**SHORT PROBLEM:** Give the records below as a two-column CSV with the header "request,points" and one row per request: the request text, then its points, each in one quoted field with line breaks replaced by spaces. Leave the pictures out.

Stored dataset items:
☆ ☆ ☆

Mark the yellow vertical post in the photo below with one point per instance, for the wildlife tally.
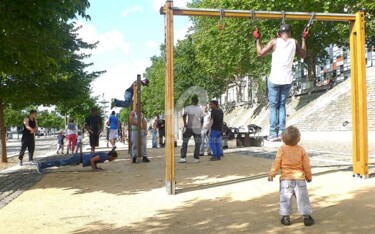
(169, 100)
(359, 96)
(137, 99)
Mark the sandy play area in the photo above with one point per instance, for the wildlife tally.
(227, 196)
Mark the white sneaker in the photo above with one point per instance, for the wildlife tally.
(182, 160)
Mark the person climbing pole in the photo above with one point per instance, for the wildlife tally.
(283, 49)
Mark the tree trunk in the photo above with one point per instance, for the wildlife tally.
(3, 146)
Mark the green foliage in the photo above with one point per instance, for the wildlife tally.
(50, 120)
(41, 59)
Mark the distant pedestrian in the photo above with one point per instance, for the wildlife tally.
(75, 159)
(30, 127)
(113, 123)
(193, 127)
(205, 133)
(94, 126)
(60, 142)
(155, 132)
(71, 135)
(128, 96)
(216, 123)
(283, 51)
(79, 142)
(294, 164)
(133, 119)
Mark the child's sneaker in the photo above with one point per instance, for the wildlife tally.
(182, 160)
(286, 221)
(39, 168)
(308, 220)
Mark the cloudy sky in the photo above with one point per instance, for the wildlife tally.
(130, 32)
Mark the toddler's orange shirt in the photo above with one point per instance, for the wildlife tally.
(293, 162)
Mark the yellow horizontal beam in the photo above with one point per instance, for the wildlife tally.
(260, 14)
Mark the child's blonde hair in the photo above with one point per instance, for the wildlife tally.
(291, 135)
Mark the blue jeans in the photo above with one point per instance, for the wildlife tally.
(277, 95)
(189, 132)
(128, 96)
(154, 137)
(205, 142)
(65, 161)
(215, 143)
(134, 139)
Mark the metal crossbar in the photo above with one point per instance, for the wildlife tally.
(182, 11)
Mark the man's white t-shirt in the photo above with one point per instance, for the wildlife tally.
(282, 61)
(206, 121)
(195, 115)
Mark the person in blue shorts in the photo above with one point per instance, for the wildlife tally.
(76, 159)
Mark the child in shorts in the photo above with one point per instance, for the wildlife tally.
(294, 164)
(60, 142)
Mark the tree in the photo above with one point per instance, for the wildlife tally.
(50, 120)
(41, 62)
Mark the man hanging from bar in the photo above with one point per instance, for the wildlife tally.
(283, 49)
(128, 96)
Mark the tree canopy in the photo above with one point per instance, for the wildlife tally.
(42, 60)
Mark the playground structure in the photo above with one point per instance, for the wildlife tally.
(358, 76)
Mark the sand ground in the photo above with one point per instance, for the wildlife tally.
(227, 196)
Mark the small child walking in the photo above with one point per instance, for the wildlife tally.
(60, 142)
(294, 164)
(79, 142)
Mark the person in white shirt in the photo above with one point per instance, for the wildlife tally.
(79, 142)
(193, 127)
(71, 135)
(205, 132)
(280, 79)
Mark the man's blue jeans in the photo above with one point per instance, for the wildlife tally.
(215, 143)
(277, 95)
(134, 138)
(128, 96)
(154, 137)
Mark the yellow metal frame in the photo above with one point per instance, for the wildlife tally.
(358, 76)
(359, 95)
(169, 100)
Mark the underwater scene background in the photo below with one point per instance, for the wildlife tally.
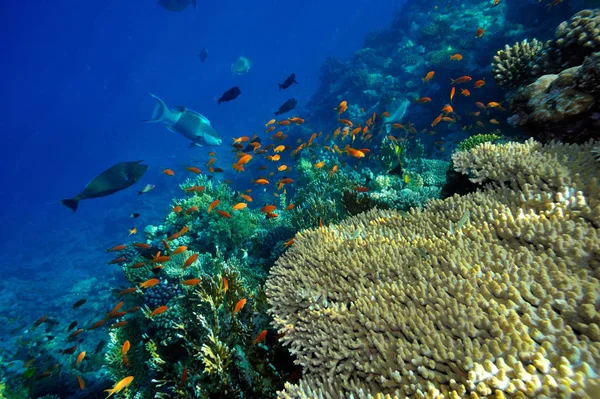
(275, 199)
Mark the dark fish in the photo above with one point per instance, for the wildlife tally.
(230, 94)
(288, 82)
(203, 55)
(79, 303)
(287, 106)
(100, 346)
(176, 5)
(113, 179)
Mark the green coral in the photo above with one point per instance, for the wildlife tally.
(476, 140)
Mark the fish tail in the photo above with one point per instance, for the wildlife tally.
(161, 112)
(71, 203)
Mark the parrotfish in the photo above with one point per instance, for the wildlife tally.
(113, 179)
(190, 124)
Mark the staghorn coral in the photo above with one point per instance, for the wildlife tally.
(513, 66)
(504, 306)
(474, 141)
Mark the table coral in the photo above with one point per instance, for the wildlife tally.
(506, 305)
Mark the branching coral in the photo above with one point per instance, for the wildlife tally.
(513, 66)
(505, 306)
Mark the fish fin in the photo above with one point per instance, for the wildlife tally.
(161, 112)
(71, 203)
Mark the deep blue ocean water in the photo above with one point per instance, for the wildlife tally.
(74, 81)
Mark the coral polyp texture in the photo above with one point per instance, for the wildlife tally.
(513, 66)
(490, 294)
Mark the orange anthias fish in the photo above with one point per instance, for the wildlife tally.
(190, 261)
(239, 206)
(239, 305)
(119, 386)
(223, 213)
(260, 337)
(159, 310)
(150, 283)
(213, 205)
(462, 79)
(179, 250)
(193, 169)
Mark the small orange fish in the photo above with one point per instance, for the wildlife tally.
(191, 281)
(428, 77)
(332, 171)
(213, 205)
(239, 206)
(80, 358)
(462, 79)
(239, 305)
(193, 169)
(190, 210)
(159, 310)
(223, 213)
(190, 261)
(150, 283)
(260, 337)
(242, 139)
(127, 291)
(225, 285)
(179, 250)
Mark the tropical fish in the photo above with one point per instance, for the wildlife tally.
(287, 107)
(176, 5)
(113, 179)
(190, 124)
(119, 386)
(290, 80)
(241, 66)
(230, 94)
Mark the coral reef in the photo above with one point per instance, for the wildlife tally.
(492, 294)
(561, 107)
(513, 66)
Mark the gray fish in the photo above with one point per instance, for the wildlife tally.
(177, 5)
(113, 179)
(190, 124)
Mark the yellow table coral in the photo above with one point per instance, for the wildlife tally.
(505, 304)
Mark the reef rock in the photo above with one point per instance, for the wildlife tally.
(561, 107)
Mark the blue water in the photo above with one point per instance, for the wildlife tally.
(73, 98)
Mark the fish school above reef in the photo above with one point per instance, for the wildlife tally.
(427, 228)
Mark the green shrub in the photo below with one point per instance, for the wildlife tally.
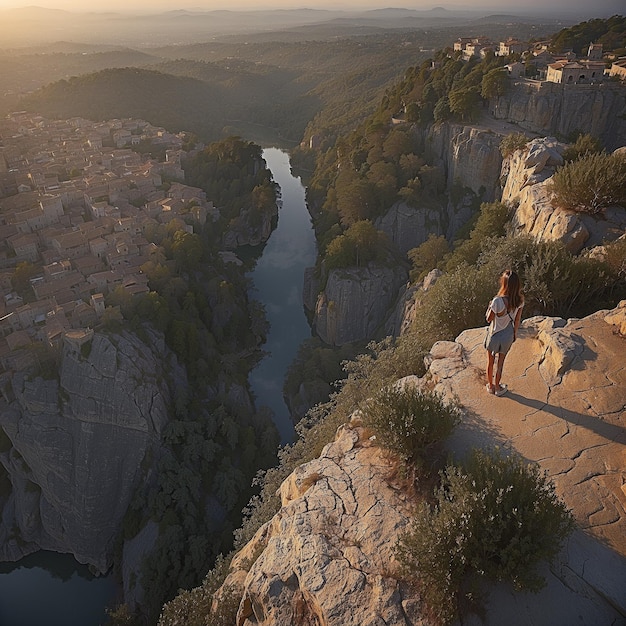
(498, 517)
(457, 301)
(513, 142)
(491, 221)
(584, 144)
(427, 256)
(409, 421)
(590, 184)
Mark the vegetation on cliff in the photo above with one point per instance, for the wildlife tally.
(611, 33)
(215, 441)
(591, 183)
(496, 517)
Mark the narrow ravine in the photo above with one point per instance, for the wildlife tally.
(278, 278)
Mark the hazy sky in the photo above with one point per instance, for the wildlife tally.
(594, 7)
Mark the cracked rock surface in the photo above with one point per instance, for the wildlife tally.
(566, 410)
(326, 558)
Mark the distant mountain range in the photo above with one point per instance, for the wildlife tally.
(38, 26)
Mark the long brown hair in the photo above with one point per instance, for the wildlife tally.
(511, 288)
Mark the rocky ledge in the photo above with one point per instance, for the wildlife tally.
(327, 555)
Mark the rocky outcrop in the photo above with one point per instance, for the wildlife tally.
(554, 109)
(77, 445)
(355, 302)
(327, 555)
(407, 227)
(250, 228)
(470, 157)
(527, 174)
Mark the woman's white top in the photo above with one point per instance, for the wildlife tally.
(501, 318)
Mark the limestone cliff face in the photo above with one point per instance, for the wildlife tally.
(249, 230)
(408, 227)
(78, 444)
(550, 108)
(470, 156)
(327, 556)
(355, 302)
(527, 173)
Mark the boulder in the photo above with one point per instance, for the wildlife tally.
(327, 556)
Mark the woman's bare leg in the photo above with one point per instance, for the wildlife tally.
(499, 367)
(490, 358)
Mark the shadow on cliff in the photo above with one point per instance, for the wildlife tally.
(612, 432)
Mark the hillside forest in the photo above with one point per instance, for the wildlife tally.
(331, 101)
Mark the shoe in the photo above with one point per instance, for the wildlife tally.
(501, 390)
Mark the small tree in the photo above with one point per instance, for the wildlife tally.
(585, 144)
(494, 83)
(590, 184)
(513, 142)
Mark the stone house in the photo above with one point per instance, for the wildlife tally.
(618, 69)
(511, 46)
(574, 72)
(105, 281)
(88, 265)
(594, 52)
(71, 245)
(516, 70)
(26, 247)
(461, 42)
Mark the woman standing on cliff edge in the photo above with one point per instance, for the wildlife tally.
(503, 316)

☆ ☆ ☆

**THE RESULT:**
request,points
"Mark the yellow vertical post in the photo below with one point per instance, for the wildlife tally.","(169, 100) (359, 96) (137, 99)"
"Mark the sandy play area in the photo above with one point per instance, for the wildlife tally.","(227, 196)"
"Mark the white sneaker in the photo above with one point per instance, for the wildlife tally.","(182, 160)"
"Mark the person climbing pole in the photo above with one point per instance, for the wildlife tally.","(283, 49)"
"Mark the tree trunk in the photo above with one point per instance, for the wildlife tally.","(3, 146)"
"Mark the green foliage in the photo above with one point per instance, for the wildlife tally.","(50, 120) (41, 59)"
"Mark the distant pedestrian in the photo above with one point per instance, for the wildlife tally.","(75, 159) (30, 127) (113, 123) (193, 127) (205, 133) (94, 126) (60, 142) (155, 132) (71, 135) (128, 96) (216, 123) (283, 51) (79, 142) (294, 164) (133, 119)"
"Mark the child's sneaker in the photo above with one point per instance, for the wildlife tally.","(182, 160) (286, 221) (39, 168) (308, 220)"
"Mark the cloudy sky in the photo above with one point per instance, for the wildlife tally.","(130, 32)"
"Mark the toddler's orange shirt in the photo above with one point per instance, for the wildlife tally.","(293, 162)"
"Mark the yellow horizontal beam in the photo above with one point per instance, for the wildlife tally.","(260, 14)"
"Mark the child's blonde hair in the photo above with one point per instance, for the wildlife tally.","(291, 135)"
"Mark the blue jeans in the photo above with one point per instance, for the wildlife tally.","(277, 95) (189, 132) (128, 96) (154, 137) (205, 142) (65, 161) (215, 143) (134, 139)"
"Mark the metal crossbar in the photo above with one point per instance, for the wildlife tally.","(182, 11)"
"Mark the man's white t-shirt in the photo above with one point per instance, for the wildlife tally.","(282, 61) (206, 121) (195, 115)"
"Mark the person in blue shorts in the photo above with one point per instance, for the wildlife tally.","(76, 159)"
"Mark the child in shorts in the photo above with one point per instance, for the wildlife tally.","(294, 164) (60, 142)"
"Mark the tree in the photo above with one point per instance, for the wildlife tally.","(50, 120) (41, 62)"
"Mark the man hanging from bar in the photo above with one point per instance, for the wildlife tally.","(283, 49) (128, 96)"
"Mark the tree canopy in the photo above with one point per instance, for the wildlife tally.","(42, 60)"
"Mark the playground structure in the photo above with one point per instance, for the wildlife tally.","(358, 76)"
"Mark the sand ground in the photo above with one point per instance, for the wildlife tally.","(227, 196)"
"Mark the small child walking in the photo above with one point per instance, for the wildlife tally.","(60, 142) (294, 164) (79, 142)"
"Mark the person in white shirt in the photo above with one point per instance, for the wildlife tally.","(79, 142) (193, 127) (71, 135) (205, 132) (280, 79)"
"Mark the man's blue jeans in the photo above with one point per instance, for the wildlife tally.","(215, 143) (277, 95) (134, 138) (128, 96) (154, 137)"
"Mark the yellow metal frame in the photo above with one point per instance, for the wildlife tally.","(358, 76) (359, 95) (169, 100)"
"Mark the underwater scene background in the photo below with one point per instance, for the wildlife tally.","(275, 199)"
"Mark the dark fish in the photo above with one point per instance, for the wildlife tally.","(230, 94) (288, 82) (203, 55) (79, 303) (287, 106) (100, 346) (176, 5) (113, 179)"
"Mark the green coral in the photo above with one point per instance, for the wildlife tally.","(476, 140)"
"Mark the fish tail in the photo above with one point per instance, for the wildlife tally.","(161, 112) (71, 203)"
"Mark the parrotfish in the photo above with one point per instance, for the wildlife tally.","(113, 179) (190, 124)"
"Mark the staghorn coral in the photo above with one point per instance, for the wildlife tally.","(513, 66) (504, 306) (474, 141)"
"Mark the table coral in the photo above with one point per instance, for the wildlife tally.","(506, 305)"
"Mark the branching coral in the photo above with one point per instance, for the wildlife tally.","(513, 66) (505, 306)"
"Mark the fish fin in the photo above with one point per instance, for the wildlife tally.","(161, 112) (71, 203)"
"Mark the deep blue ocean water in the photo above with one point per instance, for the wildlife tally.","(74, 81)"
"Mark the coral polyp texture in the photo above with one point per instance, for the wildlife tally.","(513, 66) (490, 294)"
"Mark the orange anthias fish in the photo above with one point per instance, for the wildlife tally.","(190, 261) (239, 206) (239, 305) (119, 386) (223, 213) (260, 337) (159, 310) (150, 283) (213, 205) (462, 79) (179, 250) (193, 169)"
"Mark the small orange fish in the photo above with one point per instance, for the wildlife tally.","(191, 281) (428, 77) (332, 171) (213, 205) (239, 206) (80, 358) (462, 79) (239, 305) (193, 169) (190, 210) (159, 310) (223, 213) (190, 261) (150, 283) (260, 337) (242, 139) (127, 291) (225, 285) (179, 250)"
"Mark the tropical fish in the photo above with one point per instance, for the wildlife tally.","(287, 107) (176, 5) (113, 179) (190, 124) (119, 386) (290, 80) (241, 66) (230, 94)"
"Mark the coral reef in the photo above with one point per instance, for the wildlife tally.","(492, 294) (561, 107) (513, 66)"
"Mark the gray fish in the photo above with one point per instance, for the wildlife tally.","(177, 5) (113, 179) (190, 124)"
"Mark the yellow table coral in the photo above with one point per instance, for the wildlife tally.","(505, 304)"
"Mark the reef rock in the photo above with one point per instance, for the wildlife tally.","(561, 107)"
"Mark the blue water in the photo above with one point per instance, for the wildlife tally.","(73, 98)"
"Mark the fish school above reef in the photo above with one point per instance, for the wildlife tally.","(427, 228)"
"Mark the green shrub in the photo below with one point per instance, for the wildlife tally.","(498, 517) (457, 301) (513, 142) (491, 221) (584, 144) (427, 256) (409, 421) (590, 184)"
"Mark the vegetation on cliff in the photo above with one point per instance, for the wildlife tally.","(611, 33) (215, 441) (591, 183) (496, 517)"
"Mark the narrow ravine in the photo above with one point per instance, for the wildlife tally.","(278, 278)"
"Mark the hazy sky in the photo above with one point per instance, for the wildlife tally.","(594, 7)"
"Mark the cracked rock surface in the photo above with one point per instance, for the wildlife tally.","(566, 410) (326, 558)"
"Mark the distant mountain range in the photo above with one point per instance, for the wildlife tally.","(38, 26)"
"Mark the long brown hair in the photo above with one point per instance, for the wildlife tally.","(511, 288)"
"Mark the rocky ledge in the photo above with one point per instance, for the wildlife tally.","(327, 555)"
"Mark the rocky outcrop in the photo above with one point per instance, for the wildlife tally.","(554, 109) (77, 445) (355, 302) (327, 555) (407, 227) (250, 228) (470, 157) (527, 174)"
"Mark the woman's white top in the photo above with one point per instance, for the wildlife tally.","(501, 318)"
"Mark the limestone cliff face in the photo above with one point per instance, for the wildlife tally.","(249, 230) (408, 227) (78, 444) (550, 108) (470, 156) (327, 556) (355, 302) (527, 173)"
"Mark the boulder in the photo above with one point per instance, for the wildlife tally.","(327, 556)"
"Mark the woman's bare leg in the photo above with one point per instance, for the wildlife tally.","(499, 367) (490, 358)"
"Mark the shadow on cliff in the photo above with one point per instance, for the wildlife tally.","(612, 432)"
"Mark the hillside forest in the photo above with one point per instance, for the wildlife tally.","(331, 101)"
"Mark the shoe in the photo above with one point per instance, for the wildlife tally.","(501, 390)"
"Mark the small tree in the photo above with one point per instance, for the wildlife tally.","(585, 144) (494, 83) (590, 184) (513, 142)"
"Mark the stone house in the photo above with one point per instance, for the wildlife tally.","(618, 69) (511, 46) (574, 72) (105, 281) (88, 265) (594, 52) (71, 245) (516, 70) (26, 247) (461, 42)"
"Mark the woman standing on cliff edge in the photo above with one point per instance, for the wildlife tally.","(503, 316)"